→ **WHAT IS ASKED**
Render the stretch of material below from the line containing "of the black" through the line containing "<point>503,157</point>" as a numbered list, leaving out any blank lines.

------ INPUT ------

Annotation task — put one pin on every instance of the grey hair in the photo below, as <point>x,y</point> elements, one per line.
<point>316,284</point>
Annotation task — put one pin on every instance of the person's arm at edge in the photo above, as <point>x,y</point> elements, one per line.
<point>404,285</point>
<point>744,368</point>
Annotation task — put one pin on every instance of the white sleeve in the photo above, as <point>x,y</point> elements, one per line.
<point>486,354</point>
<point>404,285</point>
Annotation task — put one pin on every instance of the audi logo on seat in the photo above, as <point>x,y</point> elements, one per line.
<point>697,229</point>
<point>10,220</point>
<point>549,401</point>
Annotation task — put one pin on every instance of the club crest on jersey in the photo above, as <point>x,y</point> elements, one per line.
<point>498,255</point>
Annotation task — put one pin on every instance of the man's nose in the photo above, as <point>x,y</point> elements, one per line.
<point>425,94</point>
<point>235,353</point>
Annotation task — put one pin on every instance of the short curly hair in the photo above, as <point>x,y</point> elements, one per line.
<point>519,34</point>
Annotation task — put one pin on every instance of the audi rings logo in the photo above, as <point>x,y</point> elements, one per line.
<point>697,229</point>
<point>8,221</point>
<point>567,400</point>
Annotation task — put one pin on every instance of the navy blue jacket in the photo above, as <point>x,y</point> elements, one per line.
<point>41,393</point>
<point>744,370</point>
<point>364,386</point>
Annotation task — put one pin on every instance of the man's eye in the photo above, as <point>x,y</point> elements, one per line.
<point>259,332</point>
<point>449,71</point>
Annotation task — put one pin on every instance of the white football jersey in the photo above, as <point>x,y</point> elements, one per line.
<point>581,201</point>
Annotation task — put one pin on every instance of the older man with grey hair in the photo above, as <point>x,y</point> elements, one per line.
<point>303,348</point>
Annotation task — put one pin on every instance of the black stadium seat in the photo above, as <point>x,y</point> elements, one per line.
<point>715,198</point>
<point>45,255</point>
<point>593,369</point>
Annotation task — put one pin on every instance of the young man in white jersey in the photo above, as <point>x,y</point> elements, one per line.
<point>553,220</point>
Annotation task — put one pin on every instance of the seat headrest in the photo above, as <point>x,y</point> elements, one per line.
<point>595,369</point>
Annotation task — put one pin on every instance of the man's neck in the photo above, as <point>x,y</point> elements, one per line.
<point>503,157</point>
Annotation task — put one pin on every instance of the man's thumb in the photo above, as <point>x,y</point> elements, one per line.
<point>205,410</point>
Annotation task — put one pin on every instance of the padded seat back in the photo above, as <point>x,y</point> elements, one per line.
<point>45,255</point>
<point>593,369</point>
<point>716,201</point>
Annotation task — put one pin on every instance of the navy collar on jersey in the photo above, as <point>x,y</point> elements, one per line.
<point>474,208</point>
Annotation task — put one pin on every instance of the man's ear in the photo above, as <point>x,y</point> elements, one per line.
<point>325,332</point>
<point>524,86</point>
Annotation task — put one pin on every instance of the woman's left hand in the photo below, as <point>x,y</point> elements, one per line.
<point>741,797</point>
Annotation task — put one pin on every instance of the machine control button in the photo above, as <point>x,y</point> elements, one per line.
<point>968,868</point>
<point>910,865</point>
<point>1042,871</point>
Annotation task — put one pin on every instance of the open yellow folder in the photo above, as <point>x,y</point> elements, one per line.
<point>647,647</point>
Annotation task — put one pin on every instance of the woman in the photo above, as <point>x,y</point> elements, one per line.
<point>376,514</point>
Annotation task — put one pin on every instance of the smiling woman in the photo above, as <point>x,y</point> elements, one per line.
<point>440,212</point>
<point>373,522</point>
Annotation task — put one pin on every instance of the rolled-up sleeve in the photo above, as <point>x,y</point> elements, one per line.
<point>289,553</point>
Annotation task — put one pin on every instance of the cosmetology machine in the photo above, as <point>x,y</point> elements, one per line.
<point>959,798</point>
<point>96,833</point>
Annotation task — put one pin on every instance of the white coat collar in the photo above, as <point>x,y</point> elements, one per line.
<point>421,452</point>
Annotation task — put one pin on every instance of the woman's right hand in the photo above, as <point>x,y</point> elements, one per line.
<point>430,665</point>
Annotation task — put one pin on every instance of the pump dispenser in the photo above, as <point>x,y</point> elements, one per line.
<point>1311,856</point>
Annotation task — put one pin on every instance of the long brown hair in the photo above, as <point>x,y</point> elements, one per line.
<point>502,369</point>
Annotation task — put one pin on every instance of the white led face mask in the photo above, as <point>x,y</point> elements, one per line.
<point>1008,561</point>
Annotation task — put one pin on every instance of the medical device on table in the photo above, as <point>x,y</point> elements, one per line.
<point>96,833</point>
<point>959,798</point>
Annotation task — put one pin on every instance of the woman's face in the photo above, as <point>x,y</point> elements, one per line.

------

→ **TASK ANSWER**
1. Annotation task — put one pin on every instance of the black stadium seat in the photo above, as <point>x,y</point> elements, one per line.
2. <point>715,198</point>
3. <point>45,255</point>
4. <point>593,369</point>
5. Annotation task — put one pin on every instance of the young man in white jersey in the photo above, as <point>x,y</point> elements, one per line.
6. <point>553,220</point>
7. Annotation task — put one pin on every instance of the seat headrest in the photo above, as <point>x,y</point> elements, one per line.
8. <point>595,369</point>
9. Annotation task — put one pin on every instance of the man's neck in the photo above, as <point>x,y</point> elements, one per line.
10. <point>503,157</point>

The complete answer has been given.